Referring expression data
-- Opening Marker --

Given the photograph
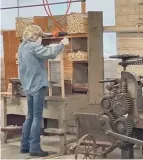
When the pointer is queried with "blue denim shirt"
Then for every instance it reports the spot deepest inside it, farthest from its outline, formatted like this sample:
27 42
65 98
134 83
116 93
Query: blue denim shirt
32 70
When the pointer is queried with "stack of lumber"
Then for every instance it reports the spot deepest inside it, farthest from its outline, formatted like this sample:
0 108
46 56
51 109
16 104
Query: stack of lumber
68 68
77 23
78 56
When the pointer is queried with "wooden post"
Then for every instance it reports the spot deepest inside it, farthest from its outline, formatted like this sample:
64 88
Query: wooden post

-- Closing Marker --

_EXERCISE REQUIREMENTS_. Repeat, word for word, each of the records, omitting any image they hold.

_RESULT_.
Given the photograph
When the pointer is queried with "blue denim shirt"
Then for every instance it reports the spot deepest inside it, farthest from its outline, formatted like this sample:
27 42
65 98
134 83
116 93
Query: blue denim shirt
32 70
When the pointer is queried with "stack of lumber"
Then for every instance it reports the spot deepest inside it, farthest from its outline, formatted like this sample:
0 108
46 56
51 109
16 104
Query: stack of lumber
68 68
77 23
78 56
When the pointer is queried with "wooden post"
Then for every instance it reports the spot deepest inside it, farthest from its outline, formatted like this sample:
64 88
Query: wooden post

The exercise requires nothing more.